First find the line containing "If you would be willing to tag the tree" in the data, then set it down exactly along with every line after it, through the last.

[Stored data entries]
##############################

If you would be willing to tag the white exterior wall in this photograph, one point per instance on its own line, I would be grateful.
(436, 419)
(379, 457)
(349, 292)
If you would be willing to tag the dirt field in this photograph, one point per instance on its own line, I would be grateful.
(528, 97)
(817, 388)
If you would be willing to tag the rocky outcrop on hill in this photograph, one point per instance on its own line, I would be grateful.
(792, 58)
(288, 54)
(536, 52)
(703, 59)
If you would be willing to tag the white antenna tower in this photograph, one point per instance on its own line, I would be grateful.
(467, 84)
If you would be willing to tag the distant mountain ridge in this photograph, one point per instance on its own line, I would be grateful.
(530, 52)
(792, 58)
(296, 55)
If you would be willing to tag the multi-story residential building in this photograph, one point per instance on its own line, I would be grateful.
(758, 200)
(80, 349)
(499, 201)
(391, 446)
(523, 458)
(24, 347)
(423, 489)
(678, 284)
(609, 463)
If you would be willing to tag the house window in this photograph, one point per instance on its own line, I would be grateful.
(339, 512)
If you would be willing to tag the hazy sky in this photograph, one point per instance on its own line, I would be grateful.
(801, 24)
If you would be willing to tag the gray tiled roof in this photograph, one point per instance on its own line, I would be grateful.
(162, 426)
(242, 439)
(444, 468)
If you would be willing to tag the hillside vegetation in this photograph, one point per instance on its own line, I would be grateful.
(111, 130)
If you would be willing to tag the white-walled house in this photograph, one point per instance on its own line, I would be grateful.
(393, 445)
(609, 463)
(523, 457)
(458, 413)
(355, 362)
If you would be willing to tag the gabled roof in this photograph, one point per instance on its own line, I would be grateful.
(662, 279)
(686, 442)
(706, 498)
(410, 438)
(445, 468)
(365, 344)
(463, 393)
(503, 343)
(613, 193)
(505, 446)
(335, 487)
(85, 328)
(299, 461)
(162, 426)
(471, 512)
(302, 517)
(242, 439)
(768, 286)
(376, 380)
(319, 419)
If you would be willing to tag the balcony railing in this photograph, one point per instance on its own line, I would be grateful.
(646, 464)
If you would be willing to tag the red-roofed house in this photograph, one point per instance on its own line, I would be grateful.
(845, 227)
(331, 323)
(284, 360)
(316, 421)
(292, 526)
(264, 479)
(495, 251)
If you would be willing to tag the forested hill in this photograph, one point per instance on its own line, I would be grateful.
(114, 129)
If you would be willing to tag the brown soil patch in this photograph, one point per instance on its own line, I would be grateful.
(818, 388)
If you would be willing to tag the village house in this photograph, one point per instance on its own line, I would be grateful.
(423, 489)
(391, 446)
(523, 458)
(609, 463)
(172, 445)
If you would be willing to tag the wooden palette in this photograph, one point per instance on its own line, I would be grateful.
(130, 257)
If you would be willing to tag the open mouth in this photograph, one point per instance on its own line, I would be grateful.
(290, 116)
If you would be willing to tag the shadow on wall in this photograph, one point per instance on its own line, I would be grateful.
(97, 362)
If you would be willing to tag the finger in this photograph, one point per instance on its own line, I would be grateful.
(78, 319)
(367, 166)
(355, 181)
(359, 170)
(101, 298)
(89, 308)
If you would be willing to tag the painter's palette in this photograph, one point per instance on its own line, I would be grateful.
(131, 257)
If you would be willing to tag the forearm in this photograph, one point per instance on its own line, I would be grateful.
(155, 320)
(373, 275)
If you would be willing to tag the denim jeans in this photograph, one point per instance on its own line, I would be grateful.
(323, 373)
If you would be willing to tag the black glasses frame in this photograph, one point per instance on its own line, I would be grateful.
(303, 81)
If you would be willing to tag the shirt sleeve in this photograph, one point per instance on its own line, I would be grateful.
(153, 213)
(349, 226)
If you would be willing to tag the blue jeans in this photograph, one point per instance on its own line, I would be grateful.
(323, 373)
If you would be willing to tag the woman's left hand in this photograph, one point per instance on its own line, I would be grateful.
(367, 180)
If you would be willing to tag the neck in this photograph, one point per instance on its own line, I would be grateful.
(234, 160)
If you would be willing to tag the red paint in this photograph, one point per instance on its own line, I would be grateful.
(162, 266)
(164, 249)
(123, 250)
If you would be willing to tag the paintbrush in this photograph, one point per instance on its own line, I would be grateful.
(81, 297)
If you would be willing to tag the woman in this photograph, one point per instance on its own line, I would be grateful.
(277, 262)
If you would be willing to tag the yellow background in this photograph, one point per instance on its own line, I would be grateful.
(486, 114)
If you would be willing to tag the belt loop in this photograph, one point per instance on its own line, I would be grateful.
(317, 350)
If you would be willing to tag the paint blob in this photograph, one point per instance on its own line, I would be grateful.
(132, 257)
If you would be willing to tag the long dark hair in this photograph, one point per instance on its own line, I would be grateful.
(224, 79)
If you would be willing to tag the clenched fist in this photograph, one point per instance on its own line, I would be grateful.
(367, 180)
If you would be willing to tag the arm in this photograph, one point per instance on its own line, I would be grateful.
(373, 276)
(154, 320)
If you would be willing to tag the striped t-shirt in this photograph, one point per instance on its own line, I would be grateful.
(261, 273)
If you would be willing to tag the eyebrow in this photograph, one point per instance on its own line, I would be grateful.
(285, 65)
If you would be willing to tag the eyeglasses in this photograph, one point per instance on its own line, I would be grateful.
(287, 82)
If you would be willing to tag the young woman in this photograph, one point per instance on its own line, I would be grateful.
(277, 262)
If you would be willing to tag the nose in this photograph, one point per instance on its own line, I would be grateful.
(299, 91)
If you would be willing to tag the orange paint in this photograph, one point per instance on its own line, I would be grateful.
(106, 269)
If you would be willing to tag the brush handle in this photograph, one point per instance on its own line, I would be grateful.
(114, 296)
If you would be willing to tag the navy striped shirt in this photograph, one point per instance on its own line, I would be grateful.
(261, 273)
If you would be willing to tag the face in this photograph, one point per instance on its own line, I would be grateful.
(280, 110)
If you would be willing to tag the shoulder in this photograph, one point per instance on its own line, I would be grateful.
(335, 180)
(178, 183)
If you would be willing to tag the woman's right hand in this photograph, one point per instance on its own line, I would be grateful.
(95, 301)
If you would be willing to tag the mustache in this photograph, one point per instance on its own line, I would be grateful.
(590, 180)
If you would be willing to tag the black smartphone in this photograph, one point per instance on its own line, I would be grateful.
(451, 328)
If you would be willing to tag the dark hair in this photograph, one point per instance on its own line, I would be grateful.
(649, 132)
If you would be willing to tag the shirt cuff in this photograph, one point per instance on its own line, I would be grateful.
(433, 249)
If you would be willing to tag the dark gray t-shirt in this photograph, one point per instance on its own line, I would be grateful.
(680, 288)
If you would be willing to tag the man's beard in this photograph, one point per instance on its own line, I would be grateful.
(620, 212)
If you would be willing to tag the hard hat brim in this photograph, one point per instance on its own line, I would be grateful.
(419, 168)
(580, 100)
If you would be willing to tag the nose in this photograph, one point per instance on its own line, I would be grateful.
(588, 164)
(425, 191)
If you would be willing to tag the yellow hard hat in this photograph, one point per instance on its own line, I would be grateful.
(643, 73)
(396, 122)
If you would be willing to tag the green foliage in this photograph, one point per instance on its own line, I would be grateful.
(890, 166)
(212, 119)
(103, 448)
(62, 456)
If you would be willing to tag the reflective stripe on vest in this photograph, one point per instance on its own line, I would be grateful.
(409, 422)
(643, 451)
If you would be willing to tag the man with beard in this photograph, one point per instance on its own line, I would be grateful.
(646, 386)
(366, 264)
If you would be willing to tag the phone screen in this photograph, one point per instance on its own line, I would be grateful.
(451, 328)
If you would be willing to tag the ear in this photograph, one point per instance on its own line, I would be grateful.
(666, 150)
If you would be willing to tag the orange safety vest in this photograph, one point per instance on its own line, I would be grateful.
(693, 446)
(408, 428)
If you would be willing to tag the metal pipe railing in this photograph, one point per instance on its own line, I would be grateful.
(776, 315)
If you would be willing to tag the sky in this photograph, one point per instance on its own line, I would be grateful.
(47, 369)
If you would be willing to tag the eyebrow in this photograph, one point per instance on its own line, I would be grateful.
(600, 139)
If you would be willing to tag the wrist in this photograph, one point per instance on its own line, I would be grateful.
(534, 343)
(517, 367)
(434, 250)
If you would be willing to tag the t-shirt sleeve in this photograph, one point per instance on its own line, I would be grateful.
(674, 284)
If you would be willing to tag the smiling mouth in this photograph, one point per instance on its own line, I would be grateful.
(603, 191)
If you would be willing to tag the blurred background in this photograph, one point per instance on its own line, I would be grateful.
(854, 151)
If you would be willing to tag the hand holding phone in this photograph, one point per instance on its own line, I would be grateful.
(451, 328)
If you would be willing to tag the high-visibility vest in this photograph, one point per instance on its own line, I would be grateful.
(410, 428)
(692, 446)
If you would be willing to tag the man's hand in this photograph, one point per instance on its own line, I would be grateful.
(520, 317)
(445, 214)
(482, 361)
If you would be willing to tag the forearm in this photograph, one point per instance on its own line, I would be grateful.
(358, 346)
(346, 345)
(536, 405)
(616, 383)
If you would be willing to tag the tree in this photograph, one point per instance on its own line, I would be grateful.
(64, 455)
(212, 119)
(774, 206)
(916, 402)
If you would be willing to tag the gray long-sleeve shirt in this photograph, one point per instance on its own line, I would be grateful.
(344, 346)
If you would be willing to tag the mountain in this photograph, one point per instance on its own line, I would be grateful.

##############################

# Exercise response:
If you would be willing to tag the tree in this photograph, one point per instance on its own line, I would be grateful.
(64, 455)
(212, 119)
(774, 206)
(916, 402)
If you would be willing to tag the gray long-sleeve shirt in this photograph, one point per instance on its own line, I would be grateful.
(344, 346)
If you would be willing to tag the mountain in this photograph, one point per instance on its own line, I would be grateful.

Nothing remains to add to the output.